:: REQUIREMENTS ::
Copy out the article below on the General Mills legal policy reversal in full, word for word.

:: PAGE ::
General Mills, the parent company of popular food brands such as Häagen-Dazs, Betty Crocker and Nature Valley, has had to deal with much consumer backlash after the changes it made to its legal policy.

On 2 April this year, the food industry giant quietly added this to its legal policies: that consumers who were engaged with its brands on social media withdrew their rights to sue the company. When the change was reported by The New York Times, General Mills found itself in the midst of a PR storm.

The broadly termed word “engagement” in its policies seemed to impact consumers who subscribed to the company’s email newsletters, joined its social media community or even printed coupons with offers.  In partaking in any of these activities, consumers would have to hash out their disputes with the company via arbitration or informal negotiations.

Over the weekend, the company has also decided to reverse the policies to its original form and has had to apologise.

Following the uproar, Kirstie Foster, the director of external communications for General Mills, who leads media relations and corporate social media wrote on the company’s blog  that the terms and intentions “were widely misread, causing concern among consumers.”

She added that the company rarely has disputes with consumers and arbitration “would have simply streamlined how complaints are handled”.

“On behalf of our company and our brands, we would also like to apologise.We’re sorry we even started down this path. And we do hope you’ll accept our apology. We also hope that you’ll continue to download product coupons, talk to us on social media, or look for recipes on our websites,” Foster added. A company spokesperson clarified that these legal changes only affected the US market and not its consumers in Asia.

(Records of labeled boxes)

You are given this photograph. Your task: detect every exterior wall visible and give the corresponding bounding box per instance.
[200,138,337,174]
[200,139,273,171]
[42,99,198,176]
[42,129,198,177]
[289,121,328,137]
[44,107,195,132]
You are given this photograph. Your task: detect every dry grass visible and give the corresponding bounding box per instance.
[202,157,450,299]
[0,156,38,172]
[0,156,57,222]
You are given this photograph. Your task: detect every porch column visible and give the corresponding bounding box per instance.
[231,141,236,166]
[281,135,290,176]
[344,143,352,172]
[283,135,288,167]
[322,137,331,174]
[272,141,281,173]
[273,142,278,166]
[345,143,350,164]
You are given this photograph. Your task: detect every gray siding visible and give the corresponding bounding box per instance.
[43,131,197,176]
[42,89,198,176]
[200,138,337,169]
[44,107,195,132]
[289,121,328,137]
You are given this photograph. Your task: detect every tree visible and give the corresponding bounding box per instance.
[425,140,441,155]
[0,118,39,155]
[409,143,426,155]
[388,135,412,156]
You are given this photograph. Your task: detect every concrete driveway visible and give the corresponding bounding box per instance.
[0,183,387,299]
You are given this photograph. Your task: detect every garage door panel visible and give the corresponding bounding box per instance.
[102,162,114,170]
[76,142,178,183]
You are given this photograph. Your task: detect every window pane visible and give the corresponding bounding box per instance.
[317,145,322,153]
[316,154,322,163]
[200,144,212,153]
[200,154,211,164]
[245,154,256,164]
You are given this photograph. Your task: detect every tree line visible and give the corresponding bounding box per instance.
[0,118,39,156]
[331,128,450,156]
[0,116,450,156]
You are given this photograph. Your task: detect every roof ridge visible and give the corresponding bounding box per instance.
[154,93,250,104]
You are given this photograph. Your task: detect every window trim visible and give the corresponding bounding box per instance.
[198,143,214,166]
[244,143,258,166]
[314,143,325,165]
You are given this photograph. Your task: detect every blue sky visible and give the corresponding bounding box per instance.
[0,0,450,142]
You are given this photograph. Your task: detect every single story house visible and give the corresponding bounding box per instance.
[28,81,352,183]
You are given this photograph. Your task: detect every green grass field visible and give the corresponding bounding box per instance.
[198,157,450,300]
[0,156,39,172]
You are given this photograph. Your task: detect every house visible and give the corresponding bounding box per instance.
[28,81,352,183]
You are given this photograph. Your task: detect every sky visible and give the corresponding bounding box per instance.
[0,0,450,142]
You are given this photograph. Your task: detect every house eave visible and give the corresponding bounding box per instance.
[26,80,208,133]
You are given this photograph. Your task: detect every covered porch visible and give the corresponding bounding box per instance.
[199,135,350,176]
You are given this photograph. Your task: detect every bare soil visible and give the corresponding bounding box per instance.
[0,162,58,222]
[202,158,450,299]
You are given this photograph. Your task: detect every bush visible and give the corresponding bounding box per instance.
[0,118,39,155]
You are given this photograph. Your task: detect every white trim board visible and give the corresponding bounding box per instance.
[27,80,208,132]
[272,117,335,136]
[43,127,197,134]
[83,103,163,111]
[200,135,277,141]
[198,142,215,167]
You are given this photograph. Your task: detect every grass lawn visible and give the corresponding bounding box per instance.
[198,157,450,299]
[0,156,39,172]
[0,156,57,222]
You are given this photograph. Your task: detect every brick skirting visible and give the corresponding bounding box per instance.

:: FINAL RESULT ::
General Mills, the parent company of popular food brands such as Häagen-Dazs, Betty Crocker and Nature Valley, has had to deal with much consumer backlash after the changes it made to its legal policy.

On 2 April this year, the food industry giant quietly added this to its legal policies: that consumers who were engaged with its brands on social media withdrew their rights to sue the company. When the change was reported by The New York Times, General Mills found itself in the midst of a PR storm.

The broadly termed word “engagement” in its policies seemed to impact consumers who subscribed to the company’s email newsletters, joined its social media community or even printed coupons with offers.  In partaking in any of these activities, consumers would have to hash out their disputes with the company via arbitration or informal negotiations.

Over the weekend, the company has also decided to reverse the policies to its original form and has had to apologise.

Following the uproar, Kirstie Foster, the director of external communications for General Mills, who leads media relations and corporate social media wrote on the company’s blog  that the terms and intentions “were widely misread, causing concern among consumers.”

She added that the company rarely has disputes with consumers and arbitration “would have simply streamlined how complaints are handled”.

“On behalf of our company and our brands, we would also like to apologise.We’re sorry we even started down this path. And we do hope you’ll accept our apology. We also hope that you’ll continue to download product coupons, talk to us on social media, or look for recipes on our websites,” Foster added. A company spokesperson clarified that these legal changes only affected the US market and not its consumers in Asia.